LE DINER DES TROIS EMPEREURS

Un repas plus qu’historique

LA DEUXIEME EXPOSITION UNIVERSELLE

Il y avait un monde fou à Paris en ce début du mois de juin 1867. L’Exposition Universelle battait son plein. Elle succédait à celle de 1855, avec de notables changements. Imaginez qu’en place du grand hall précédent, devenu trop exigu, les organisateurs avaient alloué aux exposants des kiosques, de telle sorte que les cinquante mille participants les décoraient selon leurs idées du moment, le fer par exemple. (1) A ces milliers d’exposants répondaient des millions de visiteurs venus de la planète terre, On ne sait comment chacun s’y retrouvait dans cette ville magique de Paris, centre du monde. Des têtes couronnées de partout, le Roi des Belges pour n’en citer qu’un. En exagérant un peu, privilège du journaliste de ce récit, seul l’Empereur du Japon ne put se déplacer.

Seule mauvaise langue, un docteur avait envoyé un message alarmiste à Napoléon pour attirer son attention sur les ravages du phylloxera. On n’allait pas se soucier d’un puceron pour gâcher la fiesta parisienne. .

Les restaurants affichaient complet midi et soir, Les plus populaires comme les plus chics, les mieux « cotés. » On suivait avec intérêt l’évolution d’un établissement ouvert en 1802, connu « des cochers et des domestiques »(2) auxquels succédèrent « des actrices connues et des acteurs » : le Café Anglais. Le nommé Alexandre Delhomme en devint le propriétaire en1855 et confia la responsabilité des fourneaux à Adolphe Dugléré.

LE CHEF

Le Café Anglais avait pris du galon, aurait pu revendiquer ses trois étoiles, médailles et honneurs inexistants. On le devait à un cuisinier hors du commun, le Bocuse de son époque. Il savait tout cuisiner, organisait les plats à la demande des invitants. On lui devait, notamment, le potage Germiny, la sole Dugléré, la pomme Anna qu’il confectionna pour la célèbre cocotte Anna ! Le Café Anglais devint un must absolu lors de l’Exposition. Il accueillait l’aristocratie française nantie comme les riches clients venus du monde entier. Incontournable !

==============================

Consigne écrite A - Renvoie chaque ligne des enregistrements qui contient le mot « mountain », en tenant compte de la casse.
Consigne écrite B - Prolonge le texte sur le dîner des trois empereurs à la suite de sa dernière phrase.
Ces enregistrements n'ont aucun lien avec le texte sur le dîner des trois empereurs.

Enregistrements extraits d'une collection
==============================

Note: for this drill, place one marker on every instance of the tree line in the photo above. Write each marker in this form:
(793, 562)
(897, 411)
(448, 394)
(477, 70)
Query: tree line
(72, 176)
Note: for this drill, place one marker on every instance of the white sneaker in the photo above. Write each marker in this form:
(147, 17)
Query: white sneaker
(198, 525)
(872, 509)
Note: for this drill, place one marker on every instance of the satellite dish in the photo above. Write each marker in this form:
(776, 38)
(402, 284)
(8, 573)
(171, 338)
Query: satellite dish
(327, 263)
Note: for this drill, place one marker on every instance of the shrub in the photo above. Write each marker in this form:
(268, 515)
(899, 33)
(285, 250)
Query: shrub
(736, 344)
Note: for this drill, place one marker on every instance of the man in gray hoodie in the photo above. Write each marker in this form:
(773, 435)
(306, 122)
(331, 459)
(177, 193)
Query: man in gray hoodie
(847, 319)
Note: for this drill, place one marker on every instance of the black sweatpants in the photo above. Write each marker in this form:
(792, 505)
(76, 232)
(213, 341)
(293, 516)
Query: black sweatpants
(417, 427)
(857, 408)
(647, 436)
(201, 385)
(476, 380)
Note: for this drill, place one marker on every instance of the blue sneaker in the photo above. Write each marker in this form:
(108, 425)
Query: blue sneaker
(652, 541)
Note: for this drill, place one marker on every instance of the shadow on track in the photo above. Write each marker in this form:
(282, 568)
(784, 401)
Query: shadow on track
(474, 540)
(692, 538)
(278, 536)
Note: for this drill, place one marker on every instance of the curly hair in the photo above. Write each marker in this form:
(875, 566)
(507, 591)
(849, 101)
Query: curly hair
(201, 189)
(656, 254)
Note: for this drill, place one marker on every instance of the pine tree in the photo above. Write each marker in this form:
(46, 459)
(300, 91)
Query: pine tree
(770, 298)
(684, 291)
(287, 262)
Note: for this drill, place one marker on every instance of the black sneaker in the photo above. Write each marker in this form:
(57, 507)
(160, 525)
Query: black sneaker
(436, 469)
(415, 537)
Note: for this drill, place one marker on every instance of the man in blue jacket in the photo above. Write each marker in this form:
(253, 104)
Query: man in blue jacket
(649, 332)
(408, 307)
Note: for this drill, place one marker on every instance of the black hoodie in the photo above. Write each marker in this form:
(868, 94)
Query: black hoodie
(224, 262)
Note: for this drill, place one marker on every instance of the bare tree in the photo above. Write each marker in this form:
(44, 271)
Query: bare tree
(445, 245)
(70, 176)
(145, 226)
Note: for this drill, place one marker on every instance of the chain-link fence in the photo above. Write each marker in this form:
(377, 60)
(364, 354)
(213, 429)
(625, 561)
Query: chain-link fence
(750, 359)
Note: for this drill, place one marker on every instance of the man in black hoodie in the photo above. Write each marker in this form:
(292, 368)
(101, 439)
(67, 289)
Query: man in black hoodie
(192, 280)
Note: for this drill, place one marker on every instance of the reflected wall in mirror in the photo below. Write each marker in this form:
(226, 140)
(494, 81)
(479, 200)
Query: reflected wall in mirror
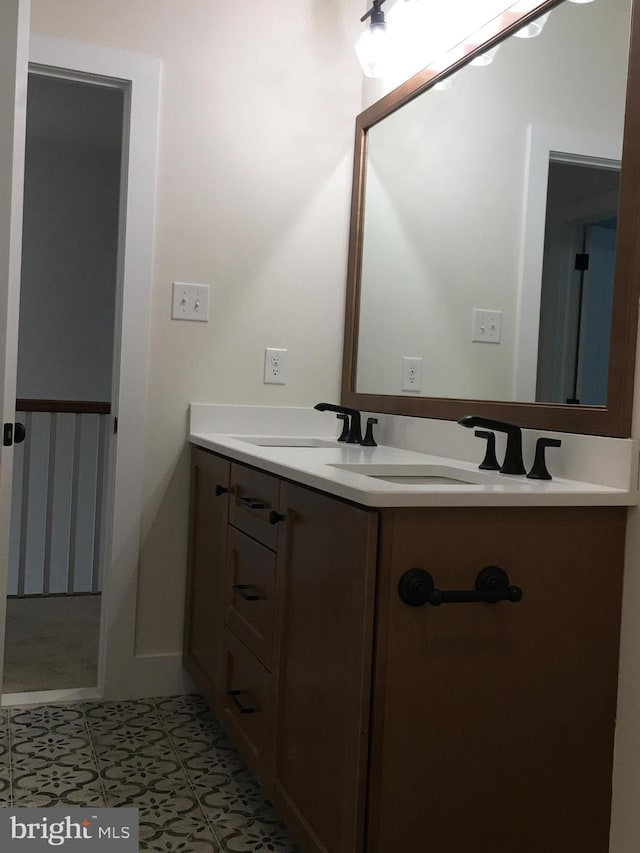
(471, 203)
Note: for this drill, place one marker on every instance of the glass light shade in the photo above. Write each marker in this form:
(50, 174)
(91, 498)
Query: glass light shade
(534, 28)
(485, 58)
(372, 50)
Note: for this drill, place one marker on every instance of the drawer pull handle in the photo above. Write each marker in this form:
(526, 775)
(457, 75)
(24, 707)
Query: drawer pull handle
(252, 503)
(417, 588)
(242, 590)
(244, 709)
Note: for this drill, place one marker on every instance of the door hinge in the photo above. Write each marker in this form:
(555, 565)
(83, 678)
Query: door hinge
(582, 261)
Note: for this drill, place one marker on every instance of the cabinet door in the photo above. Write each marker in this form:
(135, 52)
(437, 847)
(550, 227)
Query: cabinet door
(494, 723)
(325, 598)
(209, 513)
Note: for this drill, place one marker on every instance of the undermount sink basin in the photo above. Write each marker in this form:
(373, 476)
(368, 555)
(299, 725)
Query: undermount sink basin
(293, 441)
(421, 475)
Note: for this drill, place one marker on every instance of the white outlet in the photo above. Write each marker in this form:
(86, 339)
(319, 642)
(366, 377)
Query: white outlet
(486, 326)
(190, 302)
(275, 366)
(411, 373)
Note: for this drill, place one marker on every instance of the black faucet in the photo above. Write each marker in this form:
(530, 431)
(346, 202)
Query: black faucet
(355, 429)
(513, 463)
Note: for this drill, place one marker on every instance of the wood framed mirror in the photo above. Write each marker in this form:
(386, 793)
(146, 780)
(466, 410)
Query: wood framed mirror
(460, 181)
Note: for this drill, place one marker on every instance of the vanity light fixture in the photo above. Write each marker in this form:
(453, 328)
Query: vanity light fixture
(372, 45)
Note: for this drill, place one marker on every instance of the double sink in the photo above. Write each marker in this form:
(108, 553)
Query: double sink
(410, 474)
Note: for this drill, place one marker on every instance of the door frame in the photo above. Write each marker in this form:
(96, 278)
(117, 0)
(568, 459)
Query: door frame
(14, 50)
(139, 77)
(544, 143)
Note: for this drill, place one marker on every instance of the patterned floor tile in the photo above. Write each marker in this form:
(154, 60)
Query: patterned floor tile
(163, 829)
(169, 757)
(257, 838)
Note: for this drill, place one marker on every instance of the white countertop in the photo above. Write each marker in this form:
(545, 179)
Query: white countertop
(313, 466)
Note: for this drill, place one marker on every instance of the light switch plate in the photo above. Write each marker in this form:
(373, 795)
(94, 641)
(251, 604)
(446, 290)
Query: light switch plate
(190, 302)
(486, 326)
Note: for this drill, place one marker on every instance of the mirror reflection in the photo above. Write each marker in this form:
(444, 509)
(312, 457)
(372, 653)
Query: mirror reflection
(482, 199)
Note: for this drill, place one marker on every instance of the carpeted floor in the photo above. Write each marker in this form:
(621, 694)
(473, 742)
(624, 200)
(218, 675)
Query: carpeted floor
(51, 643)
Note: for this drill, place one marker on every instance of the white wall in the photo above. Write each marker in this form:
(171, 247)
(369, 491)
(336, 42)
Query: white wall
(446, 183)
(256, 135)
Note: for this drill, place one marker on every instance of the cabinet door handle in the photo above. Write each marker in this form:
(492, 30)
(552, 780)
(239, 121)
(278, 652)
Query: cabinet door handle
(244, 709)
(241, 589)
(252, 503)
(417, 588)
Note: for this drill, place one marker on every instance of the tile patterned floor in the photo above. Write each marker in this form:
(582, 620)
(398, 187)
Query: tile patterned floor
(168, 757)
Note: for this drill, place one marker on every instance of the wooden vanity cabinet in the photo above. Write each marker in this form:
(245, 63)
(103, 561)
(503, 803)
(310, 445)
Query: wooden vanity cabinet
(322, 679)
(493, 724)
(376, 726)
(208, 524)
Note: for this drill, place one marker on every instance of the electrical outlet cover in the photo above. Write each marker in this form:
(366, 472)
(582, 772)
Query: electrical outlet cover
(275, 366)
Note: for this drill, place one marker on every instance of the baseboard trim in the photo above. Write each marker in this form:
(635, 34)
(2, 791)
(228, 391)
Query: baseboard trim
(160, 675)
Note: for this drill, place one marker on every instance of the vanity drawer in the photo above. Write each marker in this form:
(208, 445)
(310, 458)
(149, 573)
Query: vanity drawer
(247, 706)
(249, 593)
(254, 495)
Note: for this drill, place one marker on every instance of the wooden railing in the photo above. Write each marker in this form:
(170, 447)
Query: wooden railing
(58, 497)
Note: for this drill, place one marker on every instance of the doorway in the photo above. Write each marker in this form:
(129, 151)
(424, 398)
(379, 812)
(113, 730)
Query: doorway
(577, 281)
(121, 673)
(73, 164)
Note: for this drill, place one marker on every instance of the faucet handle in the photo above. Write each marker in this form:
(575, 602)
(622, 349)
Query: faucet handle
(345, 426)
(369, 440)
(490, 462)
(539, 468)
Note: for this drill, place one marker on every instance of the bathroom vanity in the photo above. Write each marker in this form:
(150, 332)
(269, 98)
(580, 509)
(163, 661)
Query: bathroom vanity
(379, 725)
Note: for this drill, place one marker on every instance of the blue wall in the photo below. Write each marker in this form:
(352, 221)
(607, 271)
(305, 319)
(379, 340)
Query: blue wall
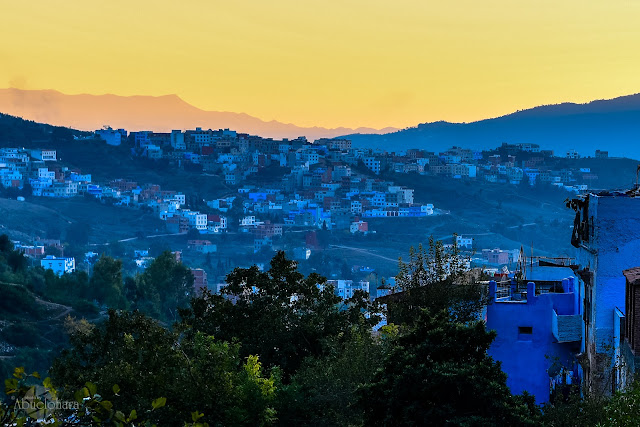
(526, 358)
(614, 247)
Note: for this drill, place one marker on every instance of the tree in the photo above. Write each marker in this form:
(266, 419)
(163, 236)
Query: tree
(437, 279)
(106, 282)
(146, 360)
(278, 314)
(165, 286)
(439, 373)
(323, 391)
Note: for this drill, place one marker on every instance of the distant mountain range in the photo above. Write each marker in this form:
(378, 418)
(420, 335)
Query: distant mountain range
(612, 125)
(157, 113)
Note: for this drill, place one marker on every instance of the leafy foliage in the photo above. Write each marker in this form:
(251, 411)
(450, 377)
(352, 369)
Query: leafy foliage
(436, 279)
(279, 314)
(439, 373)
(146, 360)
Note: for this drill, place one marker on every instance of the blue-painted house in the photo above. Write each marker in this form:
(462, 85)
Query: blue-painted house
(607, 235)
(538, 336)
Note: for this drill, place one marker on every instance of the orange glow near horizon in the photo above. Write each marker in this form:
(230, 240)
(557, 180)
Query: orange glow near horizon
(332, 63)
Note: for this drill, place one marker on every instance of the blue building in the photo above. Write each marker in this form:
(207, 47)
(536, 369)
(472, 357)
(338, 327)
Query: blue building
(607, 235)
(538, 335)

==============================

Réponse finale A -
Note: for this drill, place one marker on every instance of the distant mountain range in the photo above. Write each marker in this form:
Query: distant mountain range

Réponse finale B -
Ce restaurant possédait l’énorme avantage de proposer vingt-cinq salons privés pour des soirées tout autant privées pour ceux qui réservaient comme pour celles qu’ils invitaient, les « cocottes » comme on les nommait en ce temps-là. Les réservations semblaient logiquement obligatoires.

La légende veut que Dugléré fut aidé par une femme, Babette, héroïne du livre de Karen Blixen (3), Le dîner de Babette, dont s’inspira le Danois Gabriel Axel dans son film Le festin de Babette, sorti en 1987, avec Stéphane Audran en magistrale interprétation dans le rôle d’une cuisinière expatriée au Danemark. Le film reçut l’Oscar du Meilleur Film Étranger !

En ce début juin, Dugléré, aussi réputé que Bocuse un siècle plus tard se sentait, pour une fois dans ses petits souliers, non qu’il craignît ne pas se montrer à la hauteur mais il voulait des assurances sur la bonne arrivée des produits de qualité pour le repas qu’il avait conçu pour le repas du 7 juin.

La table reconstituée à la Tour d’Argent

L’ACCUEIL

On hésite encore à savoir avec précision qui en fut l’initiateur, le chancelier Bismarck ou Guillaume 1er, roi de Prusse ? L’un ou l’autre avaient convié le tsar Alexandre II et le tsarévitch. Rien de moins pour un festin dont le monde entier se souviendrait. On sait au moins que le décor du Café Anglais était à la hauteur avec ses boiseries d’acajou et de noyer reluisant de miroirs platinés à la feuille d’or.

Dugléré avait été prévenu on ignore comment ou par quel ambassadeur ou confident des maîtres de la Russie, que le tsar était friand du champagne Roederer, maison fondée en 1833.

Finalement on découvre que le premier arrivé fut le Prussien, ce qui confirme l’hypothèse qu’il fut à l’origine du dîner. Solennel, et conduit par une imposante « Introduction à la valse » de Weber. (8). Les Russes suivirent, entraînés par la « Danse russe » de « Casse-noisette » de Tchaïkovski. Enfin, légèrement en retard,

l’Austro-hongrois, ironiquement accompagné par la marche lente de « Die Libelle » de Jozef Strauss à laquelle succéda, comme une concession diplomatique, le son de la « Polka schnelle Jockey Polka » du même.

Ils furent alors accueillis en français par le fameux directeur de salle et mélomane averti, Serge Martin, au son d’un Offenbach super-léger « Je suis du pays vermeil » tiré de « Boule de neige. »

LES PLATS

Le menu original précieusement conservé à la Tour d’Argent

En 1867 le menu à la française était encore utilisé lors des grands dîners d’apparat, européens et royaux. Regardons-le avec appétence et l’enrichissement des commentaires de Freddy Vandecasserie, ancien chef bi-étoilé de La Villa Lorraine à Bruxelles.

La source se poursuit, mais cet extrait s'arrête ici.